-- 作業課題 A --
年次有給休暇に関する条約の抜粋を、2文で要約せよ。
-- 作業課題 B --
年次有給休暇に関する条約の抜粋のうち、「7 国内の法令若しくは規則又」から「れを計算しなければならない。」に至るまでの部分をすべて、一字一句変えずに再掲せよ。

5 次に掲げるものは、年次有給休暇に含まれないものとする。
 (a) 公休日及び慣習による休日
 (b) 疾病又は傷害による勤務の中断
6 国内の法令若しくは規則又は労働協約は、この条約により与えられる年次有給休暇を分割し、又は一年につき与えられる休暇を翌年分の休暇に加算することを定めることができる。
7 国内の法令若しくは規則又は労働協約は、勤務が要求する極めて例外的の事情においてこの条約により与えられる年次休暇の代りに少くとも第五条に定められる報酬に等しい現金給与を以てすることを定めることができる。

第 四 条

1 年次休暇が与えられる場合には、双方の合意により、勤務の要件が許す最初の機会においてこれを与えなければならない。
2 何人といえども、その同意なくして、雇入領域内の港又はその本国領域の港以外の港において、自己に与えられる年次休暇をとることを要求されることはない。この要件の留保の下に、休暇は、国内の法令若しくは規則又は労働協約により許される港において与えられなければならない。

第 五 条

1 この条約の第三条により休暇をとるすべての者は、休暇の全期間に関し、その通常の報酬を受けなければならない。
2 前項により支払わるべき通常の報酬は、適当の生活手当を含むべく、且つ国内の法令若しくは規則により規定され又は労働協約により定められる方法でこれを計算しなければならない。

第 六 条

 第三条7の規定の留保の下に、年次有給休暇の権利を放棄し、又はかかる休暇を廃棄する協約は、無効としなければならない。

第 七 条

 休暇をとる前に使用者に対する勤務を去り又は解雇される者は、この条約により与えられるべき休暇の各日に付第五条に定められる報酬を受けなければならない。

第 八 条

 この条約を批准する各加盟国は、この規定の有効な適用を確保しなければならない。

第 九 条

 この条約のいかなる規定も、この条約により定められるものよりも一層有利な条件を確保する法律、裁定、慣行又は労働協約に影響を及ぼすものではない。

第 十 条

1 次のものによりこの条約を実施することができる。
 (a)法令又は規則、
 (b)船舶所有者と船員との間の労働協約、又は
 (c)法令又は規則と船舶所有者船員間の労働協約との組合わせ。この条約に別段の規定ある場合を除き、この条約の規定は、批准加盟国の領域において登録されたすべての船舶及びかかる船舶に雇われるすべての者に適用しうるものとしなければならない。

-- データ一覧 --
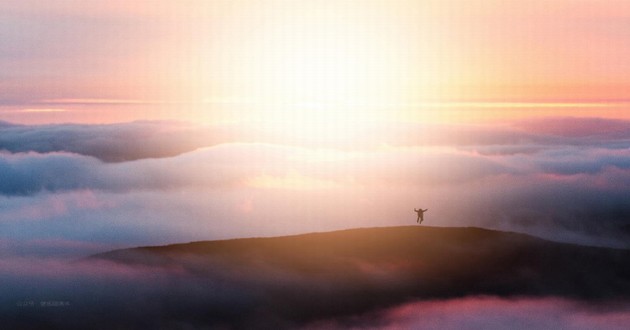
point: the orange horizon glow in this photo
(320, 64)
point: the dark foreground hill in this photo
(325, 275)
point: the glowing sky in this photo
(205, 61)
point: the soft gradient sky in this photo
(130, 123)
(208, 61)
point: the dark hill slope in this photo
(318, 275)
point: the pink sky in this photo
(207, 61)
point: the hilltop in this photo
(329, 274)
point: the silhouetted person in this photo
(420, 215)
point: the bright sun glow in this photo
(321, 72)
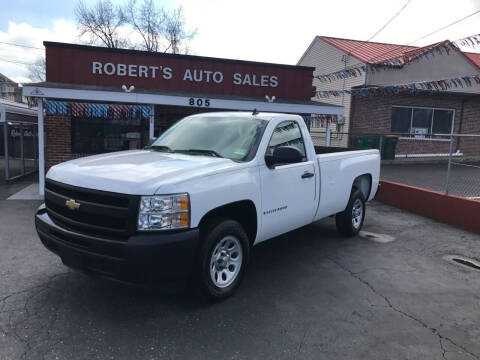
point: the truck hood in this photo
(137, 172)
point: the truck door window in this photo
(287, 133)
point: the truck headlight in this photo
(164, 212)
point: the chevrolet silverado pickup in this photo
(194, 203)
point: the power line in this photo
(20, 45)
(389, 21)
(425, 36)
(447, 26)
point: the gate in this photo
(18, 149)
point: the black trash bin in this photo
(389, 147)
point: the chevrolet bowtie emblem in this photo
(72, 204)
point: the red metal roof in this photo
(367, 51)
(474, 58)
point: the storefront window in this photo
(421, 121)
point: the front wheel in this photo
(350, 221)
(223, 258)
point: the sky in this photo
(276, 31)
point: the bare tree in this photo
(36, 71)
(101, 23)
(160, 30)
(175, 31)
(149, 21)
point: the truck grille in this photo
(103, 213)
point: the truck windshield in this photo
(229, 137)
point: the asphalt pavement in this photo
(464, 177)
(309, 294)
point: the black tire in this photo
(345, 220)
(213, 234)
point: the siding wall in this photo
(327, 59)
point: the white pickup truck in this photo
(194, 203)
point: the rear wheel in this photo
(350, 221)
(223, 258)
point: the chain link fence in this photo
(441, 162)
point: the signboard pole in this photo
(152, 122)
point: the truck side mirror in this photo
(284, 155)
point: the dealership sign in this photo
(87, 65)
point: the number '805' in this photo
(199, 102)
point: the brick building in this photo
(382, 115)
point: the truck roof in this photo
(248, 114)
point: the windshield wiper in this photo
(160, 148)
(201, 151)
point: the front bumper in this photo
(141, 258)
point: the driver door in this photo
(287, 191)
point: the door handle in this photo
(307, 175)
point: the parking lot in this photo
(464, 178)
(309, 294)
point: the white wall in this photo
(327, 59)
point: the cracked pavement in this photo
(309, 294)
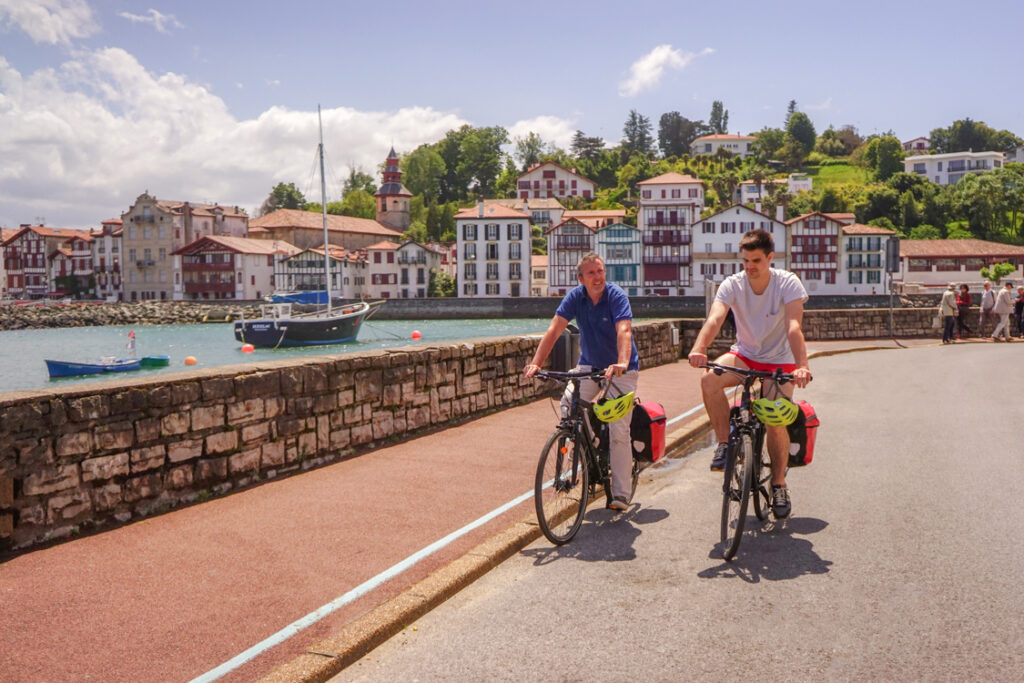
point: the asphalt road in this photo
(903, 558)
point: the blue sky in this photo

-- 回答 A --
年次有給休暇に含まれないもの、休暇の分割や翌年分への加算、例外的事情での現金給与による代替、休暇を与える時期と港、休暇期間中の通常の報酬が定められている。加えて、休暇の権利を放棄する協約の無効、休暇前に勤務を去る者への報酬、より有利な条件を確保する法律等への不影響、法令・規則や労働協約による条約の実施と登録船舶への適用が規定されている。

-- 回答 B --
7 国内の法令若しくは規則又は労働協約は、勤務が要求する極めて例外的の事情においてこの条約により与えられる年次休暇の代りに少くとも第五条に定められる報酬に等しい現金給与を以てすることを定めることができる。

第 四 条

1 年次休暇が与えられる場合には、双方の合意により、勤務の要件が許す最初の機会においてこれを与えなければならない。
2 何人といえども、その同意なくして、雇入領域内の港又はその本国領域の港以外の港において、自己に与えられる年次休暇をとることを要求されることはない。この要件の留保の下に、休暇は、国内の法令若しくは規則又は労働協約により許される港において与えられなければならない。

第 五 条

1 この条約の第三条により休暇をとるすべての者は、休暇の全期間に関し、その通常の報酬を受けなければならない。
2 前項により支払わるべき通常の報酬は、適当の生活手当を含むべく、且つ国内の法令若しくは規則により規定され又は労働協約により定められる方法でこれを計算しなければならない。